**Estratto fornito:**
============
All’indomani dell’inserimento tra i valori della nostra Carta costituzionale, Giovanni Sciancalepore, giurista dello sport nell’Università degli Studi di Salerno, commenta come «la novità dovrà condurre, necessariamente, ad un mutamento del nostro atteggiamento mentale nei confronti dello sport»

Rimarrà una data storica, per lo Sport italiano, quella del 20 settembre 2023. Infatti con la seconda e ultima deliberazione della Camera dei deputati, si è positivamente concluso l’iter legis che ha condotto all’approvazione del disegno di legge costituzionale che ha inserito lo sport, appunto, nella nostra Carta costituzionale, proprio nei giorni che ne ricordano il settantacinquesimo anniversario dalla sua entrata in vigore. La modifica unanime dell’art. 33 della Costituzione ha, così, permesso, l’introduzione del secondo comma: «La Repubblica riconosce il valore educativo, sociale e di promozione del benessere psicofisico dell’attività sportiva in tutte le sue forme». Un comma che sintetizza, in poche e chiare parole, il significato vero e profondo di una vera rivoluzione costituzionale che nel corso degli anni a venire potrà migliorare la qualità della vita dei cittadini e delle comunità da essi formate. Un’impostazione che segue pedissequamente, nel solco della storia democratica del nostro Paese, la forza programmatica dei valori e dei principi di rango costituzionale chiamati a penetrare nella nostra vita quotidiana. Dunque il sacrosanto riconoscimento di un valore che da oggi sarà anche un diritto di rango costituzionale, per ciò stesso arruolabile tra quelli posti nella superiore gerarchia delle stesse fonti del diritto.

Panorama.it ha chiesto al professore Giovanni Sciancalepore, un commento sulla rivoluzionaria novità giuridica, intesa ad innovare diritto e mentalità quotidiana.

Professore, un traguardo giuridico fondamentale…

«Lo è, sia dal punto di vista formale che sostanziale. Dal primo versante, visto l’inserimento nella nostra Carta costituzionale, intesa come regina delle fonti del diritto, e poi anche sostanziale, perché la modifica dell’art. 33 di tale fonte apicale riconosce, nell’ambito dei valori costituzionali, la centralità dell’attività sportiva».

…caratterizzato da un alto valore sociale.

«Direi che l’attività sportiva e non lo “sport” in sé, si caratterizza per un’alta valenza sociale proprio perché espressione di un valore educativo. Nel contesto costituzionale non viene presa in considerazione la performance agonistica, la prestazione e la massimizzazione dei risultati, ma un’attività che sia strumentale al raggiungimento di un equilibrio psico-fisico, a sua volta diretto alla piena realizzazione della persona umana. Concetti, questi ultimi, già conducenti tra i valori sanciti dalla Costituzione».

Addentriamoci nel campo del diritto: cosa cambia adesso?
============
**Elenco delle voci:**
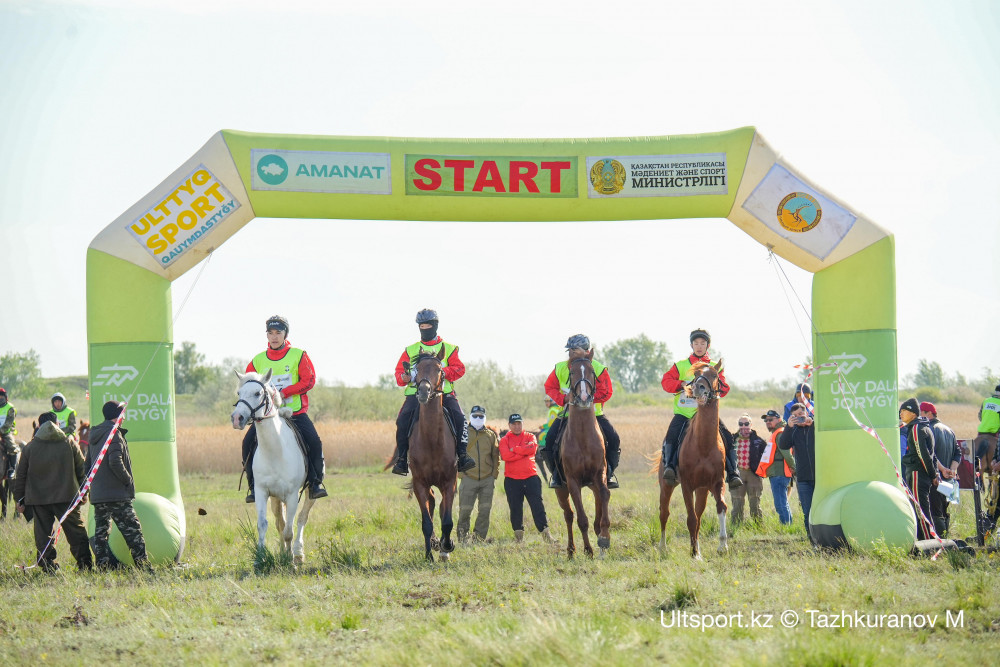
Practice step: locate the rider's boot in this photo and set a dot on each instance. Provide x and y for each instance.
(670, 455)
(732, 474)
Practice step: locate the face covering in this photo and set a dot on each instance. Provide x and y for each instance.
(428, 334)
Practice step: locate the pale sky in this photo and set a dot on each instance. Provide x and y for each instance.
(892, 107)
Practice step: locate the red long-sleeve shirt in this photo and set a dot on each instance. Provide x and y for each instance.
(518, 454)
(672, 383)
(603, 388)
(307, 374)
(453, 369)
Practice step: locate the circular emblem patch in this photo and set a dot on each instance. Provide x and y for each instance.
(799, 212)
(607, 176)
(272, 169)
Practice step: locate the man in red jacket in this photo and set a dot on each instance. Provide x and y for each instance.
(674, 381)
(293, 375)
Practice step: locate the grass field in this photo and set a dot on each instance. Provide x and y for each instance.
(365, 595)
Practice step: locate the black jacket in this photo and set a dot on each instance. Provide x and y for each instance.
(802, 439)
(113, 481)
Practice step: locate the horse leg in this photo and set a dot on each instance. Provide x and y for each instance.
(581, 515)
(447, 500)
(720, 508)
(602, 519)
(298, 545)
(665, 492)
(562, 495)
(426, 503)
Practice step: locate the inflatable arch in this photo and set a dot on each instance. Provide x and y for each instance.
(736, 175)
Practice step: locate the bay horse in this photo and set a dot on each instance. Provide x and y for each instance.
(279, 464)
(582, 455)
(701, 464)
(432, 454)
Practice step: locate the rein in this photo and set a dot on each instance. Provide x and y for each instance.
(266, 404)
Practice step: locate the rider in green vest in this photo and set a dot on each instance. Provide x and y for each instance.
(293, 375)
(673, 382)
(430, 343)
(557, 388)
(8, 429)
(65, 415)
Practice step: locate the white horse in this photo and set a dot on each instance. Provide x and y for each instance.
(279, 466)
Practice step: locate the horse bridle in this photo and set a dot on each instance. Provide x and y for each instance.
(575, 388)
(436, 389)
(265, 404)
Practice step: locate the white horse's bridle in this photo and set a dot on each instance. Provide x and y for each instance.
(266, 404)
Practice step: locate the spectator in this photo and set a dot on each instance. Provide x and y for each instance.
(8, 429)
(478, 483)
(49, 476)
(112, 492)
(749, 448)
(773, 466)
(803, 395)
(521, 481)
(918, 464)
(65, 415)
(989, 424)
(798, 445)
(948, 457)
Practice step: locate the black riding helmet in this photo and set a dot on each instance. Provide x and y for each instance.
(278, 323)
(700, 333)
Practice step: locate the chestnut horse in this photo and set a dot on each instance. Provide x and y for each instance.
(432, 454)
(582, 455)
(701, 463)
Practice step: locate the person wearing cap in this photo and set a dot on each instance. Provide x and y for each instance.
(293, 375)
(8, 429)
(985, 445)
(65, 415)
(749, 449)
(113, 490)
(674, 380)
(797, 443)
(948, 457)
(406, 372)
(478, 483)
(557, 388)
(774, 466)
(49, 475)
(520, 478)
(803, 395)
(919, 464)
============
**Istruzioni:**
**A.** Secondo l'estratto sullo sport nella Costituzione, in quale data la Camera dei deputati ha concluso l'iter legis della riforma?
**B.** Raccogli dall'elenco tutte le righe che contengono la parola "black".

**Risposte punto per punto:**
**A.** Il 20 settembre 2023.

**B.**
Practice step: locate the black jacket in this photo and set a dot on each instance. Provide x and y for each instance.
Practice step: locate the black riding helmet in this photo and set a dot on each instance. Provide x and y for each instance.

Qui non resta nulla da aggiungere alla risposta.